▸ What the task requires
Starting with the line that contains "Target: blonde wavy hair", reproduce each line through the end of the entries exactly as written.

[Stored entries]
———
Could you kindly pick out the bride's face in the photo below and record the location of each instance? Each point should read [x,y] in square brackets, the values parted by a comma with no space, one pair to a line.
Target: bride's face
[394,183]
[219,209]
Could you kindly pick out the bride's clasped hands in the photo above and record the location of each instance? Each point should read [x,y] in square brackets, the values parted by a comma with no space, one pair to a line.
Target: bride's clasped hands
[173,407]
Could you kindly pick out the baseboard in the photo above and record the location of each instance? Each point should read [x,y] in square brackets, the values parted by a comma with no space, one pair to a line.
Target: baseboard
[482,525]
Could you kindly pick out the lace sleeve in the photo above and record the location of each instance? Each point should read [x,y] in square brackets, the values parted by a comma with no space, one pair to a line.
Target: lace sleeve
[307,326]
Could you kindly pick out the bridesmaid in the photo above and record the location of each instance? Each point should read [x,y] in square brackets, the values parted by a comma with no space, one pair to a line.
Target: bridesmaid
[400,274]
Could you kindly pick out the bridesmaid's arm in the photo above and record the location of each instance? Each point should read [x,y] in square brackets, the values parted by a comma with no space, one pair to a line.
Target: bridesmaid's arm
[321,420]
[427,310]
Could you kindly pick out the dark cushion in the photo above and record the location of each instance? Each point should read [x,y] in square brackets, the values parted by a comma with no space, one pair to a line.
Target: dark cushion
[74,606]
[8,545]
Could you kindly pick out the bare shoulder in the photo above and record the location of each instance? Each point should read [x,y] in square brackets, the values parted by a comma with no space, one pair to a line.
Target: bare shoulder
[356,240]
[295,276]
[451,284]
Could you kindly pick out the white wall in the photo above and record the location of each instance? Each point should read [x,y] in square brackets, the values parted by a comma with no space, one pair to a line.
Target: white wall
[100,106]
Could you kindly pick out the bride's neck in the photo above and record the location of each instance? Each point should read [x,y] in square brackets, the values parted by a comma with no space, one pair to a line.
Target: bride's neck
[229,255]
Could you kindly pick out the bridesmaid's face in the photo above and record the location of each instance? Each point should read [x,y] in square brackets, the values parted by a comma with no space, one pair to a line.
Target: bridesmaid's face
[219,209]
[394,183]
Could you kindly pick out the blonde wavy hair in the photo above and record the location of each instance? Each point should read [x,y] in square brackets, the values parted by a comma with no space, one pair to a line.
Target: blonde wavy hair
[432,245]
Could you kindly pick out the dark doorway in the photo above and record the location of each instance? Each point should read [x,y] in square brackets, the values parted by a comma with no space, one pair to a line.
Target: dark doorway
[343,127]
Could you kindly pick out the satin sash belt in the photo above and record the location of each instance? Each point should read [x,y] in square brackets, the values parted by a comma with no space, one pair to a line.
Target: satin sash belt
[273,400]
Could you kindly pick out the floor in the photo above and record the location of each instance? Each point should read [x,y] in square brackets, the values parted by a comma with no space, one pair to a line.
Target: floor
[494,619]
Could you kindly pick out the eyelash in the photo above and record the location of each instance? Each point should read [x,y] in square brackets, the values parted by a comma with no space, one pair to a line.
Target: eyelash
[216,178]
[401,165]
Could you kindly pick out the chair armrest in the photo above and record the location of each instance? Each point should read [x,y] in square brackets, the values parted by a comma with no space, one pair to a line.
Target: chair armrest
———
▸ Task result
Target: blonde wavy hair
[432,245]
Could you kindly pick out the dark doorway in the photo above and record the location of each instance? Each point should read [x,y] in square brackets, the values parted by a comma with no space, one pair to a line.
Target: dark doorway
[343,127]
Could you kindly pick out the satin sash belt in the photo above and record the location of each instance? Each point should read [x,y] in square brackets, the values parted by a comma with no space, one pair to a line.
Target: satin sash belt
[273,400]
Could you kindly pick out the floor in the photo above and record the location of each instance? Each point should read [x,y] in square brackets, the values parted by a comma with no space, one pair to a line.
Target: floor
[494,619]
Could you kindly pick out the eyelash in the photo above and record the location of each instance? Each point should read [x,y] in square brackets, the values parted by a comma with no space, one pair to a line.
Target: eyelash
[216,178]
[401,165]
Could you kindly pick out the chair armrest in the photo above and record the location of each instance? Each point should read [x,y] in square brackets, the values parted by a comma with no space, one pair to a line.
Target: chair armrest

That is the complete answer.